Recorded data =
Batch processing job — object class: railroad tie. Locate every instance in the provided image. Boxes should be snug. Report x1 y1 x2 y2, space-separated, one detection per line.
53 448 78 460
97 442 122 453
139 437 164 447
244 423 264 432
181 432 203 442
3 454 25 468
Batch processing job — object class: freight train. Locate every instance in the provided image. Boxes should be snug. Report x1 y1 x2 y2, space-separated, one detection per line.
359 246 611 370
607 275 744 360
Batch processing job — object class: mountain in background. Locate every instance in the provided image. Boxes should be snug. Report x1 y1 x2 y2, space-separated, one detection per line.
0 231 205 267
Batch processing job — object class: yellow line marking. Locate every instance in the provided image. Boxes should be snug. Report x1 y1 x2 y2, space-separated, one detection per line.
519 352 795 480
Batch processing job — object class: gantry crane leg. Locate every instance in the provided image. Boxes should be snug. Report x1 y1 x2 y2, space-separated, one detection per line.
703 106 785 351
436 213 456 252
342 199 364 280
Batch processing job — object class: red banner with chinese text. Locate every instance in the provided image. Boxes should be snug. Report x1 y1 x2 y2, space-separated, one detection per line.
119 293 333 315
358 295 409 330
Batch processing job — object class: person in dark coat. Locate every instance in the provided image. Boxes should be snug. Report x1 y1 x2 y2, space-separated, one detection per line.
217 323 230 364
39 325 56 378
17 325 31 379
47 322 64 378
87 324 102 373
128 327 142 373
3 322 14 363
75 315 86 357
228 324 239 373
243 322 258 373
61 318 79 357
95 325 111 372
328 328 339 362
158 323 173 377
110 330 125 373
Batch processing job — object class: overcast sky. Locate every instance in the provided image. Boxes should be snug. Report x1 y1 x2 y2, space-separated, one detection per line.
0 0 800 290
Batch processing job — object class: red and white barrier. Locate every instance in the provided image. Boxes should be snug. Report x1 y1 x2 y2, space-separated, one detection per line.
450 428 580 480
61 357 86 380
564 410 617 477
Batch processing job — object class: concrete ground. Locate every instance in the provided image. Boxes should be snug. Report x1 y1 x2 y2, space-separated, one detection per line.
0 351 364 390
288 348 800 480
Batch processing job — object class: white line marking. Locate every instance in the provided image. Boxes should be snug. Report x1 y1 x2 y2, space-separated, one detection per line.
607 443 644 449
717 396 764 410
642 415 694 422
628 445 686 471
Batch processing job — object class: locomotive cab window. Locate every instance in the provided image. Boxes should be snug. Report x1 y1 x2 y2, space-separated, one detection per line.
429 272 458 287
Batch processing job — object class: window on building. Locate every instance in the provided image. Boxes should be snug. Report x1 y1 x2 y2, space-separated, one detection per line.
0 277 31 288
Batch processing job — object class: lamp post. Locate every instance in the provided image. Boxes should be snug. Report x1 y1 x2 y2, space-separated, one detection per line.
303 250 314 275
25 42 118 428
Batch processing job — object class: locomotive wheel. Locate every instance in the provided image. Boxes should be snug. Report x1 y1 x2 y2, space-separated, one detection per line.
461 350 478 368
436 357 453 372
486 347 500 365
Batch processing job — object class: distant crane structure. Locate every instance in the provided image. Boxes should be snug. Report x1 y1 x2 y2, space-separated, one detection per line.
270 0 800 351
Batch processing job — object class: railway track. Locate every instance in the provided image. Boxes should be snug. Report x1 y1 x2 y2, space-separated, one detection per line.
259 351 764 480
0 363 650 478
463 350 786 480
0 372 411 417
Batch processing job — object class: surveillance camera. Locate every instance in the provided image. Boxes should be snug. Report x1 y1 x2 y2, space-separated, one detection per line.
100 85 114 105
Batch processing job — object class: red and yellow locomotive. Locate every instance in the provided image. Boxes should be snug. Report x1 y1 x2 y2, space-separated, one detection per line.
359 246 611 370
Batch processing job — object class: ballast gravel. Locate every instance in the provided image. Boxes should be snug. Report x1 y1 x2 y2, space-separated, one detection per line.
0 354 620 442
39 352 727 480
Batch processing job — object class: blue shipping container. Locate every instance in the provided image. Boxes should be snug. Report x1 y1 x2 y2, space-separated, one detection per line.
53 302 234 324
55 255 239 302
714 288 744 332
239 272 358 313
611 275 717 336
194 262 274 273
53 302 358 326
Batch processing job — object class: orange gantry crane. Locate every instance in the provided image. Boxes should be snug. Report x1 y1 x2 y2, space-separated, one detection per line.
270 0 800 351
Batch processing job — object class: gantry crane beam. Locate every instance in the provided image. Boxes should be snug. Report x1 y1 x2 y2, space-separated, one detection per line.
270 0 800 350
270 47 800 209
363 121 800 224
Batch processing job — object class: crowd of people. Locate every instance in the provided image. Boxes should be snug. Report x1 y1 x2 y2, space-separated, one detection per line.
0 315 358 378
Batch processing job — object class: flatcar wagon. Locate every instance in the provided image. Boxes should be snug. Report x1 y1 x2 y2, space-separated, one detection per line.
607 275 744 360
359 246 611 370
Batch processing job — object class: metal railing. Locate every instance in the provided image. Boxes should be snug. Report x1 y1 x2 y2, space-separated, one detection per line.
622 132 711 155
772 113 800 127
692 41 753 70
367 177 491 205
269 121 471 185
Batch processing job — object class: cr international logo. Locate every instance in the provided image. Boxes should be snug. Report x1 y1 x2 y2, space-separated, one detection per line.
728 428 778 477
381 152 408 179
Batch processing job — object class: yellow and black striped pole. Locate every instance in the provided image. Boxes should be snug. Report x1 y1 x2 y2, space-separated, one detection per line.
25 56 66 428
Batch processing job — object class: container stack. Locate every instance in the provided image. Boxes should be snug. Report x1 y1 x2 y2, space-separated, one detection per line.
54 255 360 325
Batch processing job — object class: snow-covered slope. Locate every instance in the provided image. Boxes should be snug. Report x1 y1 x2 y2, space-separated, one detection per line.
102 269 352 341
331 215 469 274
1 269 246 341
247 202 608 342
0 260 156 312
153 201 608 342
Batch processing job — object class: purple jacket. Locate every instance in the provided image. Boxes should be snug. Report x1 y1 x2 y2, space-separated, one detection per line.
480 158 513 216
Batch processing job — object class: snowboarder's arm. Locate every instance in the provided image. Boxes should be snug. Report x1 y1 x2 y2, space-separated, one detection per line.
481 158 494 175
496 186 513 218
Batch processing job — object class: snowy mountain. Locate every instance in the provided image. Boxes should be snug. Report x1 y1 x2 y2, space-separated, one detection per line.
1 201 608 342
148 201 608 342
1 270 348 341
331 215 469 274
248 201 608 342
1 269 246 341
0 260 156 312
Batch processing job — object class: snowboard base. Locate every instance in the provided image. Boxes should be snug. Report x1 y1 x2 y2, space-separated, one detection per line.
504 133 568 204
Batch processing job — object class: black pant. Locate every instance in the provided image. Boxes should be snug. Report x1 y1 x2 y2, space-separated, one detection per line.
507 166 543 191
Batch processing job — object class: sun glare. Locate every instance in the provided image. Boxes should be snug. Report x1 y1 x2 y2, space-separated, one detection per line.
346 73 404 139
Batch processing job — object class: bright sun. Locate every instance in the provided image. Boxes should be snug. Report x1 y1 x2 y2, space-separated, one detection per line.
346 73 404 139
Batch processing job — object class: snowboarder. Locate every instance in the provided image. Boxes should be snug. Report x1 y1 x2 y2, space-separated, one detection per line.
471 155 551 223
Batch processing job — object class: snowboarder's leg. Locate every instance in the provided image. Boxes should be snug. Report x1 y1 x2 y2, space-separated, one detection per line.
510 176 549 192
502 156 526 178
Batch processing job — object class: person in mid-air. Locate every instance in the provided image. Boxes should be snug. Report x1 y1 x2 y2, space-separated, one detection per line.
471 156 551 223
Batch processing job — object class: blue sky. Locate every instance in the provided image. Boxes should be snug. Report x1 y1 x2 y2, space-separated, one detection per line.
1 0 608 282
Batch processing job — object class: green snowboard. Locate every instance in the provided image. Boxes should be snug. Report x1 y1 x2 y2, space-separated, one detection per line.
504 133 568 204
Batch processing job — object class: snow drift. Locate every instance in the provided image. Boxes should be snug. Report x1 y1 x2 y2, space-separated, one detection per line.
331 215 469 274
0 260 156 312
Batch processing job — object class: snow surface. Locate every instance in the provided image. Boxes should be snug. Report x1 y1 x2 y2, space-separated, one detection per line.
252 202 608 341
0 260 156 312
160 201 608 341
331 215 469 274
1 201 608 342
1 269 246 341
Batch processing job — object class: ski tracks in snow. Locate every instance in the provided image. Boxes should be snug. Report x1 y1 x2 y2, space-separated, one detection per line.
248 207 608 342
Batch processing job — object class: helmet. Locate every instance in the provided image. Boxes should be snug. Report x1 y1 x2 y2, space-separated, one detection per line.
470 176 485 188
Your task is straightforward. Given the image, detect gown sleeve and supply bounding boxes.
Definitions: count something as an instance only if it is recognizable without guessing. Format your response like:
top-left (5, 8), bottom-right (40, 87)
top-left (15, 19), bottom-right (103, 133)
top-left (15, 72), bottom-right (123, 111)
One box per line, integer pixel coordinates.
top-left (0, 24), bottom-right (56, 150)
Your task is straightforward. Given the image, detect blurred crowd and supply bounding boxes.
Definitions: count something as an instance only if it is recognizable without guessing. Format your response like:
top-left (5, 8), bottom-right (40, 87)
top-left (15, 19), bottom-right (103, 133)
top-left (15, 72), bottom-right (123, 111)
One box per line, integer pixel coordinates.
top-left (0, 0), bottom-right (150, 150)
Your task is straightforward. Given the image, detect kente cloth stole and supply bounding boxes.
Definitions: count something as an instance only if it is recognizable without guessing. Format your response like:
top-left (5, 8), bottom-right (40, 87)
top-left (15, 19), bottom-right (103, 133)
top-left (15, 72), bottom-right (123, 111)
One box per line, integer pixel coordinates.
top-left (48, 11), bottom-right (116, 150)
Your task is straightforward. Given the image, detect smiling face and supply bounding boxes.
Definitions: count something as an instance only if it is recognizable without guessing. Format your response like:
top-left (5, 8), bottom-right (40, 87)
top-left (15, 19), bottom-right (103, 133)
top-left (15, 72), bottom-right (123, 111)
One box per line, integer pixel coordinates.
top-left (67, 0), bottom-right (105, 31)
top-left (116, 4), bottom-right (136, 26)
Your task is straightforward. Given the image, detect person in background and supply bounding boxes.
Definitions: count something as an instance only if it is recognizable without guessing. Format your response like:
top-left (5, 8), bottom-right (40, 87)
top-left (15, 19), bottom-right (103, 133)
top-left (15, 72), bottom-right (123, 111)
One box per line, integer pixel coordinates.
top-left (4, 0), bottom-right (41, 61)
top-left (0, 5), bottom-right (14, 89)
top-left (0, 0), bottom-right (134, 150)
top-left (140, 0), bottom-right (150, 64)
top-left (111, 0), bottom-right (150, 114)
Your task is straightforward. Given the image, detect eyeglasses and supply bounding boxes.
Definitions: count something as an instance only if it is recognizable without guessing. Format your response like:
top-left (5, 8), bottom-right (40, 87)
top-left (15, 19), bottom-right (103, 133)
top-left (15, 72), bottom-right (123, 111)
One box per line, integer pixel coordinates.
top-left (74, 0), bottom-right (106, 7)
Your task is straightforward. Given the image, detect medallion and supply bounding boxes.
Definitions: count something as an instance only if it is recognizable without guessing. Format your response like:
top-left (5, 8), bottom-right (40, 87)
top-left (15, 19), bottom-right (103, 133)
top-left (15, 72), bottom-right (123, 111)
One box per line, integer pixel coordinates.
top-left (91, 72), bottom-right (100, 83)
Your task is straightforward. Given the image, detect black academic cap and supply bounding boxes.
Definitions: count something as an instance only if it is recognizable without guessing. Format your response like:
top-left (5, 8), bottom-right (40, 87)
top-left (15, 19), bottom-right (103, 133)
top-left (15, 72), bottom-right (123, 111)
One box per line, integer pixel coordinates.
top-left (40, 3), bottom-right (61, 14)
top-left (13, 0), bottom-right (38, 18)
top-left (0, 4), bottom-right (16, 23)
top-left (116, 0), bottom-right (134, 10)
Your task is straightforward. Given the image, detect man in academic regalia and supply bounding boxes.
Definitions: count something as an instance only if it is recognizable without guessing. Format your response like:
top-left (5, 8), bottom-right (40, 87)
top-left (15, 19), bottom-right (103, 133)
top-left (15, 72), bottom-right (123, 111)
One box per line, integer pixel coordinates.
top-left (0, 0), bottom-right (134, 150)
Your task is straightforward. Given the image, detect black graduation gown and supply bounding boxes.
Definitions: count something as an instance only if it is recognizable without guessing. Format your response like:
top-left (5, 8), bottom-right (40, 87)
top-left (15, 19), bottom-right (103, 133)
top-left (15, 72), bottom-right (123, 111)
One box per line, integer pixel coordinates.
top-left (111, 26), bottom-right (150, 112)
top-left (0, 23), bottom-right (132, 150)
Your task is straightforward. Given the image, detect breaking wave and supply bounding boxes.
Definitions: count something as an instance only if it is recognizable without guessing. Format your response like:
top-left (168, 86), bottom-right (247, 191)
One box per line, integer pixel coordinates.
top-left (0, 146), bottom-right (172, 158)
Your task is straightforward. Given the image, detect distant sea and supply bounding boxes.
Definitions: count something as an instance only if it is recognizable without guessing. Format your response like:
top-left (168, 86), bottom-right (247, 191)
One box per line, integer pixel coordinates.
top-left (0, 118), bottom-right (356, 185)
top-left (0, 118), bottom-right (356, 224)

Problem to work on =
Reproduce the records starting at the line that contains "Batch processing job — object class: cr international" and ending with the line that contains "381 152 408 179". Replace "logo" with "emblem" and change nothing else.

Expected answer =
Batch processing job — object class: cr international emblem. Locate every instance in the provided image. Boxes should be snug. Report x1 y1 x2 y2, space-separated, one detection per line.
728 428 778 477
381 152 408 179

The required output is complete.